GIVEN REQUEST 1: Edit the records from the line containing "For every instance of the yellow hose" through the line containing "pixel 317 109", replacing "eucalyptus tree" with "gum tree" and changing nothing else. Return only those lines.

TEXT SECTION:
::::::

I have decided to redo my painting Blue Bayou. Initially I produced this as a pure painting (and by this I mean just paint), but I was not entirely satisfied with the result. So instead, I am reverting to what I normally do – combining a digitally manipulated image with paint. The reason behind this is because as I browse through files, I keep being distracted by the original digital image that the actual painting was based upon. It captures me, as did the time I first photographed the image.

I remember the occasion, seeing the plastic bag entwinned on a tree, flapping in the wind, completely caught, trapped by the tree and yet also trapping the tree – fragile and strong at the same time. I suspect unless someone climbed up high to retrieve the bag, it would have been there for quite some time, losing its colour, becoming more and more shredded daily as it was battered and bashed by the wind and branches. I happened to have my camera, and clicked away on what was a very grey, ordinary and windswept day.

::::::

SUPPLIED MATERIAL:
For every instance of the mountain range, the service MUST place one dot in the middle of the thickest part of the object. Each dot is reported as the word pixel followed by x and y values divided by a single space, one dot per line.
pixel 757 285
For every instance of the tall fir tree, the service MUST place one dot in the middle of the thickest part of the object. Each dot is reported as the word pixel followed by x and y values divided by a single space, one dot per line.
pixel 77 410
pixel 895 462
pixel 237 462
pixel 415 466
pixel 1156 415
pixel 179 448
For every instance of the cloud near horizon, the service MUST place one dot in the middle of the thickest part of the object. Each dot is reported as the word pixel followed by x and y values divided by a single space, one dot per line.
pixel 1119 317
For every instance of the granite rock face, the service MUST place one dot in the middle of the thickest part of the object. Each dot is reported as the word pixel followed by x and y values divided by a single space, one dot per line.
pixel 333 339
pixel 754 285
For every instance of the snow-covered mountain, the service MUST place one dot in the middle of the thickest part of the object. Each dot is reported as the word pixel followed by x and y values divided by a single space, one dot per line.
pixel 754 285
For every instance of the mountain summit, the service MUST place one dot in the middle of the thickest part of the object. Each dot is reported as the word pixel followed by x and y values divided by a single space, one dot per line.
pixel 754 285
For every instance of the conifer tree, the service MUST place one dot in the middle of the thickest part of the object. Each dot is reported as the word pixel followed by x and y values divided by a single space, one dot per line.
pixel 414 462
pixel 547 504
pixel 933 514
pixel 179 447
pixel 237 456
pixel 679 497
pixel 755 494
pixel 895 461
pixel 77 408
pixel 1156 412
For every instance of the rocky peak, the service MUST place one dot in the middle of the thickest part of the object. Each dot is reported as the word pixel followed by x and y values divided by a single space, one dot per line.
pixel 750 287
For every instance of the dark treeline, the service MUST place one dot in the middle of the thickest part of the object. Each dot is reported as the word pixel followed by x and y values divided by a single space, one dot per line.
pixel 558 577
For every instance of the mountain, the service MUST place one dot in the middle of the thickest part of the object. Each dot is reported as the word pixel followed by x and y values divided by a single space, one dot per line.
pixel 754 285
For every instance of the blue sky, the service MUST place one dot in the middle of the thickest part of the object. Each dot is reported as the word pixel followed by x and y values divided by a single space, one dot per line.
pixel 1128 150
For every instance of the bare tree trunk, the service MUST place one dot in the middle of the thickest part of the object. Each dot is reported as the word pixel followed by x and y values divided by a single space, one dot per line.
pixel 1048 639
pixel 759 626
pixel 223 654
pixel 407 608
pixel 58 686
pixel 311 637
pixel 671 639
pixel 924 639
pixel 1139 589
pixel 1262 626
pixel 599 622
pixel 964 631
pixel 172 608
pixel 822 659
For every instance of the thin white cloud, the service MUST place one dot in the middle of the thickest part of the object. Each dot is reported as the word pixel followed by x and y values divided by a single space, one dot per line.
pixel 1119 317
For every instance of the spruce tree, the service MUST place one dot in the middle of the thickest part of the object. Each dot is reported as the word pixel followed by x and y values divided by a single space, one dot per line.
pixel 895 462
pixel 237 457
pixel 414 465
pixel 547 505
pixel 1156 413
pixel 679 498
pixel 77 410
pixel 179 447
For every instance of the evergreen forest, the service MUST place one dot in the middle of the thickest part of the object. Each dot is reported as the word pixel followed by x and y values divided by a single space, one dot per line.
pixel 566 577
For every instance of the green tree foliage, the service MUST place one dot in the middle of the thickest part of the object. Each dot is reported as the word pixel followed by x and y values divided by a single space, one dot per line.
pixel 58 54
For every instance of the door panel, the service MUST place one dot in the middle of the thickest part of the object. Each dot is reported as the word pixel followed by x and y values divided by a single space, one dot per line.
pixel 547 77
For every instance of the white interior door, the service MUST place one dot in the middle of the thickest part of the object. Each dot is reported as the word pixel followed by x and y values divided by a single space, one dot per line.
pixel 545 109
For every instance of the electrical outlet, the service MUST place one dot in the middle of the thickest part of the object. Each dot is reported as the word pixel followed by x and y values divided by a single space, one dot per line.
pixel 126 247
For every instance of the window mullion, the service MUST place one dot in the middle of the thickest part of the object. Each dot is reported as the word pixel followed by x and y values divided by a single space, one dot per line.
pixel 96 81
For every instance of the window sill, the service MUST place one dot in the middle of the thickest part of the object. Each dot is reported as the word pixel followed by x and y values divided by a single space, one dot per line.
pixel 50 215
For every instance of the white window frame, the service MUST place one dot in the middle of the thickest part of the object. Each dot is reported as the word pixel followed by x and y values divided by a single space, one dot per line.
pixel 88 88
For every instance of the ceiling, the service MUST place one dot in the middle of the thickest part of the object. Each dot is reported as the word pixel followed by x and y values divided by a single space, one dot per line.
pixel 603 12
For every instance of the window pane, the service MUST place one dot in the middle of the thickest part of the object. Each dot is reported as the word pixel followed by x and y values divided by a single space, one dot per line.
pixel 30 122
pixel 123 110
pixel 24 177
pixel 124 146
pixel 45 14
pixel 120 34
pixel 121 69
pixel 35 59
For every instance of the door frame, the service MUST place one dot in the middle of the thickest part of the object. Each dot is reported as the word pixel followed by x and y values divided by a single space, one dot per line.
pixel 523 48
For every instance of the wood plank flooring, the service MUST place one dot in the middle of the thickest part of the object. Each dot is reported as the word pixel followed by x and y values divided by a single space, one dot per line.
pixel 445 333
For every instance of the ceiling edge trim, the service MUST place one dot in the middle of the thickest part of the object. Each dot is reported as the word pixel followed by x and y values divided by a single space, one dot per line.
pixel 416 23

::::::

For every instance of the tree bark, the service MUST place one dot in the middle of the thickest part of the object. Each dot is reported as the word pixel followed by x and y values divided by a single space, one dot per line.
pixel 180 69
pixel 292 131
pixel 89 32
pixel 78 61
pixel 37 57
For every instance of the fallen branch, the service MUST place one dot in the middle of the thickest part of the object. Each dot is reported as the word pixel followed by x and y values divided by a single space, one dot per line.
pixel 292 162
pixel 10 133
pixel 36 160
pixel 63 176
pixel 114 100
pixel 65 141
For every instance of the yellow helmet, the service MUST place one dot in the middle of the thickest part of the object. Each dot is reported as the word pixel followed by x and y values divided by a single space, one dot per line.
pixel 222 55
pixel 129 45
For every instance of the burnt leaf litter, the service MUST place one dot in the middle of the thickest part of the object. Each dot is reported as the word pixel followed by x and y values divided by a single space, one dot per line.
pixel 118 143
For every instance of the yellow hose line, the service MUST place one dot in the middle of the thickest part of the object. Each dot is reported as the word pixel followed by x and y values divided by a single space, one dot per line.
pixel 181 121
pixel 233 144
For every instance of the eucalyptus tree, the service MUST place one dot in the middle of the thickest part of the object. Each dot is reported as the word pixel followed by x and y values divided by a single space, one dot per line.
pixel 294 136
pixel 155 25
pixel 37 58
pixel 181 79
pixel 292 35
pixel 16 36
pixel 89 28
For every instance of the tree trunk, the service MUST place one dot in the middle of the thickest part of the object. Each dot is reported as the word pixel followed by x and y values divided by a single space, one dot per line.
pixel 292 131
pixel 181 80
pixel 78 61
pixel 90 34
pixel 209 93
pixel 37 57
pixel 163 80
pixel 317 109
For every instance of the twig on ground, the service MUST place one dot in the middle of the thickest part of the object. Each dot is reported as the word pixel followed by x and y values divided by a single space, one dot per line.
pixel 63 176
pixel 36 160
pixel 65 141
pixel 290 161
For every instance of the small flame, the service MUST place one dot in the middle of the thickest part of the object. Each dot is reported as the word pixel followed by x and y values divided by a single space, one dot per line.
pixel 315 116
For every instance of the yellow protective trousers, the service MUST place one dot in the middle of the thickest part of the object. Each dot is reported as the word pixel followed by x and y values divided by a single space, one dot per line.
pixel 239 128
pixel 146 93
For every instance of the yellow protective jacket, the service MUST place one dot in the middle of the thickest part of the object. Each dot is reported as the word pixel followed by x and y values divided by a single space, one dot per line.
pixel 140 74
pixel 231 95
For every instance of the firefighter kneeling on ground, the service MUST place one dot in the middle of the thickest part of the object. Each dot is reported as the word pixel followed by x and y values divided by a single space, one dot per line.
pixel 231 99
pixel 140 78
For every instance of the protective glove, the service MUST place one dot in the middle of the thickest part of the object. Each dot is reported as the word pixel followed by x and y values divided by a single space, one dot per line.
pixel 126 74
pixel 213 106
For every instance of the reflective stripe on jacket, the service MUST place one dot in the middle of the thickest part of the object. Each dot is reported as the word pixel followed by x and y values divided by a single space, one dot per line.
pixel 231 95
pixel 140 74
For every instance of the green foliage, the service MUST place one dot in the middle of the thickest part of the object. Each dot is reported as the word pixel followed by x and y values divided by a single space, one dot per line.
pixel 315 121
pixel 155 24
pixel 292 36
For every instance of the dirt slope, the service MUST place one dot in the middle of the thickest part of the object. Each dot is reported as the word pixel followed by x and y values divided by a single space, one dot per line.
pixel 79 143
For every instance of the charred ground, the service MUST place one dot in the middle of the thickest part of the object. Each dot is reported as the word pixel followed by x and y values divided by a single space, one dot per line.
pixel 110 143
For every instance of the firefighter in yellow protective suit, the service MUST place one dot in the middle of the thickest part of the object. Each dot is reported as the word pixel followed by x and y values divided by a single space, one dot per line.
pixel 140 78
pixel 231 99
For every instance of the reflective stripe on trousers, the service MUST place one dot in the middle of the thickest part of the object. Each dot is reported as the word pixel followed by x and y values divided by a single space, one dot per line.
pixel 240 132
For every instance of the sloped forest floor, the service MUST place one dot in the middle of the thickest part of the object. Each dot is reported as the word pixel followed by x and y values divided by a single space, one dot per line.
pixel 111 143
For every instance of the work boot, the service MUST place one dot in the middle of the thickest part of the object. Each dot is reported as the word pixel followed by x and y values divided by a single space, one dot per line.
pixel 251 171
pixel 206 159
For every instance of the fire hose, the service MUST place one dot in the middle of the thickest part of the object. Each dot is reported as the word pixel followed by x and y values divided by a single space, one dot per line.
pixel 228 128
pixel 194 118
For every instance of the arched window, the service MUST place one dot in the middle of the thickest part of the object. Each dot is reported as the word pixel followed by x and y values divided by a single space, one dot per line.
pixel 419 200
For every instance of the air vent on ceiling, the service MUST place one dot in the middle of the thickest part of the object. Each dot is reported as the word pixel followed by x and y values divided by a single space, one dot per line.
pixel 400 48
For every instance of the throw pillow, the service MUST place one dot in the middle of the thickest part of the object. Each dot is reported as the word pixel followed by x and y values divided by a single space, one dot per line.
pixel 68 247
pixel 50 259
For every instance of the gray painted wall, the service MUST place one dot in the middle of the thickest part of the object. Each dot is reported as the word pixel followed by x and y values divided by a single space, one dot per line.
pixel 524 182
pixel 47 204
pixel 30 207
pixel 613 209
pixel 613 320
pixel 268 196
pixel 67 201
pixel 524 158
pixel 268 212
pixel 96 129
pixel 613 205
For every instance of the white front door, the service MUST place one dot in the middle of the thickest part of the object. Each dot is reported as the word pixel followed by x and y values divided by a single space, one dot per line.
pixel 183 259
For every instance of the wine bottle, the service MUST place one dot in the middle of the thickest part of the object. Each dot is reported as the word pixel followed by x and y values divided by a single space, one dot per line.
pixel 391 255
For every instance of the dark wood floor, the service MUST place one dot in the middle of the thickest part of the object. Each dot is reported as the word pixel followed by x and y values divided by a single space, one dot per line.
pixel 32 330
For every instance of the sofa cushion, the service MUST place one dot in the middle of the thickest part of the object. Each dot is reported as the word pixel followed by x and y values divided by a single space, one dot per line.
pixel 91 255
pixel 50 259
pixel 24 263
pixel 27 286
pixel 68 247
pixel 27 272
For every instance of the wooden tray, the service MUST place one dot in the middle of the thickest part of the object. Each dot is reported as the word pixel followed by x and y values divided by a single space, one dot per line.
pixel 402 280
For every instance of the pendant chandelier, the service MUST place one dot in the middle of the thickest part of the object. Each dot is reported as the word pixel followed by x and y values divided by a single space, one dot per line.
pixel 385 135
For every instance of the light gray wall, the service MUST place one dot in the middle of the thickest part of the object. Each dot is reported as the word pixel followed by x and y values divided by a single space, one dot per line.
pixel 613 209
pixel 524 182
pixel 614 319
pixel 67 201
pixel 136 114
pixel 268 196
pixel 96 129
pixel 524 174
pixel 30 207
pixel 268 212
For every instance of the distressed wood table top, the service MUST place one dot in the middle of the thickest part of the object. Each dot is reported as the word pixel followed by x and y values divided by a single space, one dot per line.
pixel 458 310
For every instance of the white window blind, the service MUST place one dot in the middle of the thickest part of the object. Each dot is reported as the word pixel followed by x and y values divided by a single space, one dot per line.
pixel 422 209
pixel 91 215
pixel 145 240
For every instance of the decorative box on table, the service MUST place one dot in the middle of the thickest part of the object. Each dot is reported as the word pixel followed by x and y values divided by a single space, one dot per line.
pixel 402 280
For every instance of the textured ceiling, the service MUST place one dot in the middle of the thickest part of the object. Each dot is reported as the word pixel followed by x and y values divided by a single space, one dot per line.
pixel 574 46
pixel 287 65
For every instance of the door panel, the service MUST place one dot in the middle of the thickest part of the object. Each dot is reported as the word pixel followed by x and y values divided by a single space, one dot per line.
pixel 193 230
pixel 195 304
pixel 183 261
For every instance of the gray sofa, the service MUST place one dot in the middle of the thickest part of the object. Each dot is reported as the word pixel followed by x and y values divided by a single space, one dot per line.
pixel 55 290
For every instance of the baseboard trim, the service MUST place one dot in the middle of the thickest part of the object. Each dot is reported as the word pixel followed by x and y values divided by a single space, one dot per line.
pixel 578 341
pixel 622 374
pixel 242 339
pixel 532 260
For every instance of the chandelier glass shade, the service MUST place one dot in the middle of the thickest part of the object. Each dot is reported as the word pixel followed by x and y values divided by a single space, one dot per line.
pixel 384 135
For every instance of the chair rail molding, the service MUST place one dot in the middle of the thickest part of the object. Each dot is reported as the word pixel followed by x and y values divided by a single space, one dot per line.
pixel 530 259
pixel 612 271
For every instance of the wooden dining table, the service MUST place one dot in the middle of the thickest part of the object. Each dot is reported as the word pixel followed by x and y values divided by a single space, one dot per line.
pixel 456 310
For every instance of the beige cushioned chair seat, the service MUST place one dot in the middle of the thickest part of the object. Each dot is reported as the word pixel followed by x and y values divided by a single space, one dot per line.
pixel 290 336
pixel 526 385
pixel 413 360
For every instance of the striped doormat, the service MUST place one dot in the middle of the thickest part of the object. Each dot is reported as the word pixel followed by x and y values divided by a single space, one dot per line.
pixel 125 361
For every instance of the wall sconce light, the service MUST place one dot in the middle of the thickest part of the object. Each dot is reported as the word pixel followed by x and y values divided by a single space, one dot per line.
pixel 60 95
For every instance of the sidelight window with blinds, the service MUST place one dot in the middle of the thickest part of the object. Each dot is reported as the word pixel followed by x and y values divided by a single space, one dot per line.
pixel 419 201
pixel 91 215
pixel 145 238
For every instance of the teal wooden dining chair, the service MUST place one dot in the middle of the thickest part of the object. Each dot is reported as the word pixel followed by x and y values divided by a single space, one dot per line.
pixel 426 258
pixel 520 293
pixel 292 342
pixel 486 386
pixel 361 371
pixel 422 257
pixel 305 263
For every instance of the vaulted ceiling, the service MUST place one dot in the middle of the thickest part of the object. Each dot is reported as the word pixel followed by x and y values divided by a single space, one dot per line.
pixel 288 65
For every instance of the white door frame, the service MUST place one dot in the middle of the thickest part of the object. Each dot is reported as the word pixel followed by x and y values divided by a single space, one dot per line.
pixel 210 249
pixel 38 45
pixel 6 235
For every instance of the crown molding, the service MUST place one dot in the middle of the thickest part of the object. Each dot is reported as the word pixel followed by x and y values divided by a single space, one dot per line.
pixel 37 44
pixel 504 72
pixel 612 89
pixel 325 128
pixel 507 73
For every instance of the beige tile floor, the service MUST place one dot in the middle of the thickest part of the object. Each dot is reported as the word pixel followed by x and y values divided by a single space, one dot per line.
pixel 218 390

::::::

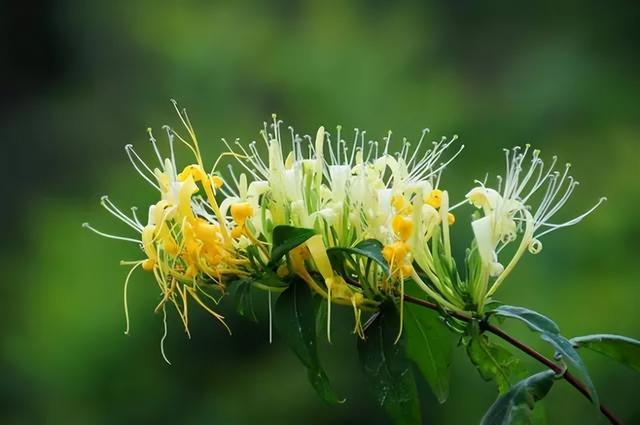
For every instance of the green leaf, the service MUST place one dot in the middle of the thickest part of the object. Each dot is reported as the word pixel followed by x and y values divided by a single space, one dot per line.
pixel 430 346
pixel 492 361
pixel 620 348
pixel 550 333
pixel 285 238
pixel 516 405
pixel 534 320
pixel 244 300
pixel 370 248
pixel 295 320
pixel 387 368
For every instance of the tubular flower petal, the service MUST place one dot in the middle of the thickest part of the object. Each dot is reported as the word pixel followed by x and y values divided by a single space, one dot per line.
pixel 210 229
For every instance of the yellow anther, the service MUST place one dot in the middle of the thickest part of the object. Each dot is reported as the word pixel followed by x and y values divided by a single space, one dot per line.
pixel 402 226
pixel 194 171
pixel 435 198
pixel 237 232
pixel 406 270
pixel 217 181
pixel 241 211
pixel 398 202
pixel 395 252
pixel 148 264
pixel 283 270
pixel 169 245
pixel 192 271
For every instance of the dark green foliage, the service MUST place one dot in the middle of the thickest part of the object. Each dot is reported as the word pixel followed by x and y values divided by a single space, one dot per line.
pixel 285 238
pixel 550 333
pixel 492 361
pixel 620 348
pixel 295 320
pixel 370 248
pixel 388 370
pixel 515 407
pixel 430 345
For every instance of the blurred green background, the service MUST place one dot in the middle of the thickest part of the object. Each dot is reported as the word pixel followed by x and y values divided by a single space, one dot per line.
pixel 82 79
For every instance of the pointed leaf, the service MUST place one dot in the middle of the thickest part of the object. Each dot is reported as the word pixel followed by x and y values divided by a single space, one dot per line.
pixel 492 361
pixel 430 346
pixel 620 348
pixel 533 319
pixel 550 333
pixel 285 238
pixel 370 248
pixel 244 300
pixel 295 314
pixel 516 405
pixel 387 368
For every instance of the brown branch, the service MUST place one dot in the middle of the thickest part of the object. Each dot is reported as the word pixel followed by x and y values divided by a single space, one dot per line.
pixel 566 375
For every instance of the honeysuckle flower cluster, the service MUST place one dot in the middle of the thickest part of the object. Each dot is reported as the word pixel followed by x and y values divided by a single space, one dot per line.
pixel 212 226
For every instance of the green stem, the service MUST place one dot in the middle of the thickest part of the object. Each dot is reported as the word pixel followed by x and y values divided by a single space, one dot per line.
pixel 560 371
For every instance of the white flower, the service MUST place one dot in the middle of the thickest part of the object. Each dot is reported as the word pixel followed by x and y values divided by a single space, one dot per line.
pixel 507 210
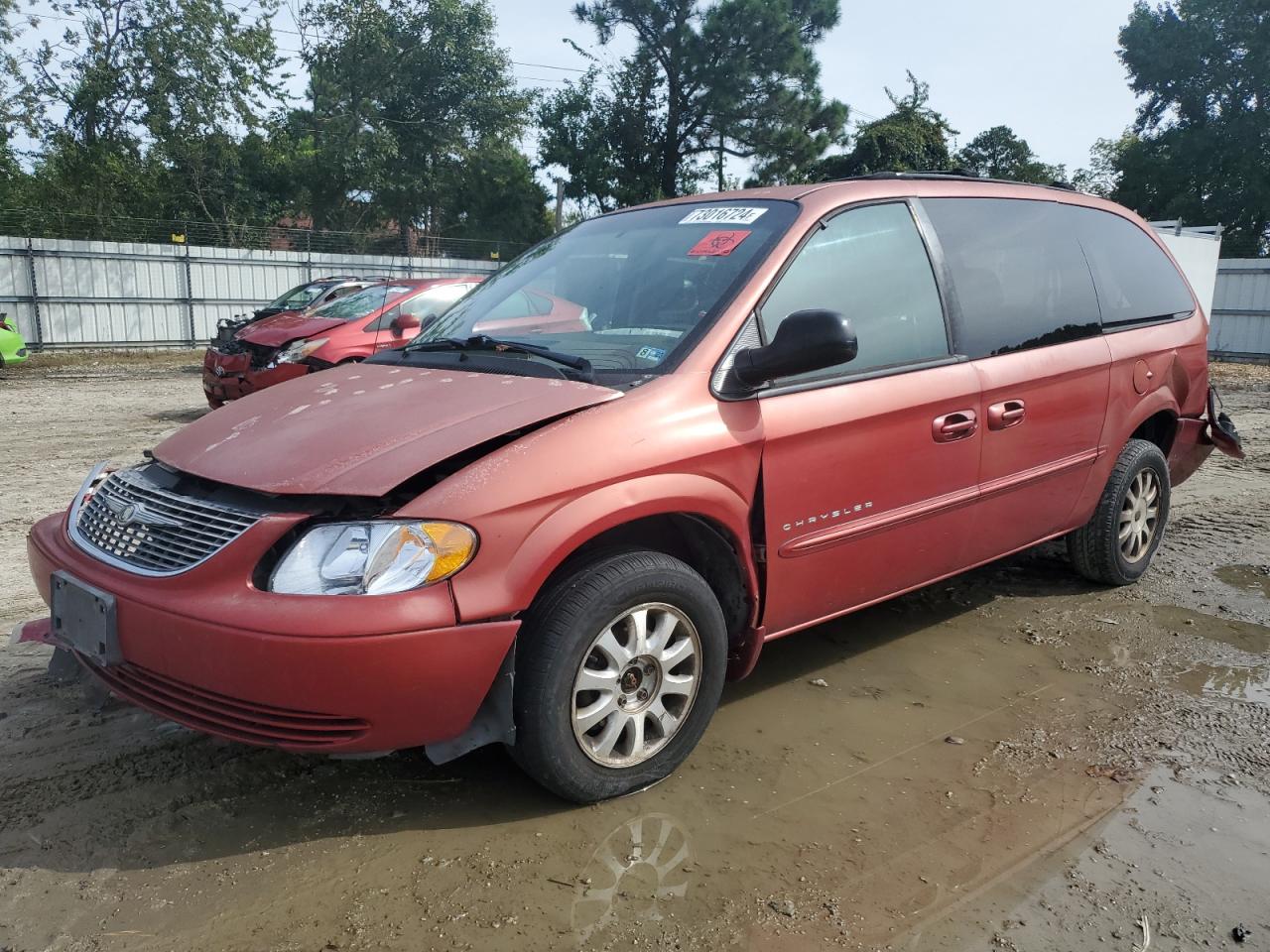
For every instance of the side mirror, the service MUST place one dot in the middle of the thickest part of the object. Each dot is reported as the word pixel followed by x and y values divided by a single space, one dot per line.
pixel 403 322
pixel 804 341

::::::

GIVEN REQUEST 2: Carry on the piece about redoing the painting Blue Bayou from the point where it stops.

EXERCISE OUTPUT 1:
For every instance of the yellow hose line, the service MUST place one dot in the middle of the thickest part of the object. Each dot is reported as the word pixel followed by x and y values divided by a single space, one dot per line.
pixel 181 121
pixel 233 144
For every instance of the gum tree, the service MUST place one dot in the middle of the thickest part of the object. Each dot is reported as the word pixel followed by x and y values divided by a single space, one dot per line.
pixel 294 136
pixel 155 25
pixel 37 58
pixel 181 79
pixel 292 35
pixel 16 36
pixel 89 28
For every instance of the tree trunk, the service MUST place one dot in the middle of the thickest part of the object. Each dot is reported as the word pixel followed by x and y values divided by a single space, one dot per line.
pixel 292 131
pixel 181 80
pixel 78 61
pixel 90 34
pixel 209 93
pixel 37 57
pixel 163 80
pixel 317 109

EXERCISE OUTPUT 2:
Whilst I do not know yet where my final piece of work is going to go….when I think of it now, I think of the delicacy and lines of a Japanese water colour and also of films such as ‘The Scent of Green Papaya’ and ‘ In the Mood’ for Love. The first film – within the composition; grids, screens and simple Vietnamese style and form, patterns of sound and movement, courtyards and interiors, and delicate light. The second film – subtle colours and retro type cinematography of pattern within pattern, muted colours as if always at night, form within form within a backdrop of soulful music.

Shift, nuance, layers, fragmentation, suggestions and possibilities that appear and disappear before they can be fully realised. How can I portray these things within my painting? (and for that matter a painting that has already been).